## Records supplied
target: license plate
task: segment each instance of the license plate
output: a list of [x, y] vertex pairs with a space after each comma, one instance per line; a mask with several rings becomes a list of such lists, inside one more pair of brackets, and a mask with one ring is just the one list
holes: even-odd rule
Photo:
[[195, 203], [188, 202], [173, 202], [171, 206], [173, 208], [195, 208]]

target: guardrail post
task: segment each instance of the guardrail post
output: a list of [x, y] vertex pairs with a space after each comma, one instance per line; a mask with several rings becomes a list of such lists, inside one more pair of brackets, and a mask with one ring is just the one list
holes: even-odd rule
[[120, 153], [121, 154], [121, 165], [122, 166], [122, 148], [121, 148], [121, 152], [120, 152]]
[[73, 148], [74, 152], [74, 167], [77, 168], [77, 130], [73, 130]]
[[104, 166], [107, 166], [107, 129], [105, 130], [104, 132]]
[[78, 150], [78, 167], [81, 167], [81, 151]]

## The problem
Copy every line of the material above word for word, keeping all characters, spacing, and line breaks unchanged.

## Exercise result
target: license plate
task: segment each instance of the license plate
output: a list of [x, y] vertex pairs with a space after each comma, one instance per line; a mask with several rings becomes a list of such lists, inside one more pair of brackets, and a mask with one ring is just the one list
holes: even-odd rule
Photo:
[[195, 203], [188, 202], [173, 202], [171, 206], [173, 208], [195, 208]]

target: guardrail post
task: segment each instance of the guardrail post
output: a list of [x, y] vertex pairs with a space after each comma, one instance per line; a mask with several rings becomes a list of such lists, inside one more pair of brackets, and a mask with one ring is just the one list
holes: even-odd rule
[[120, 153], [121, 154], [121, 165], [122, 166], [122, 148], [121, 148], [121, 152], [120, 152]]
[[73, 148], [74, 152], [74, 167], [77, 168], [77, 130], [73, 130]]
[[104, 166], [107, 166], [107, 129], [105, 130], [104, 132]]
[[78, 150], [78, 167], [81, 167], [81, 151]]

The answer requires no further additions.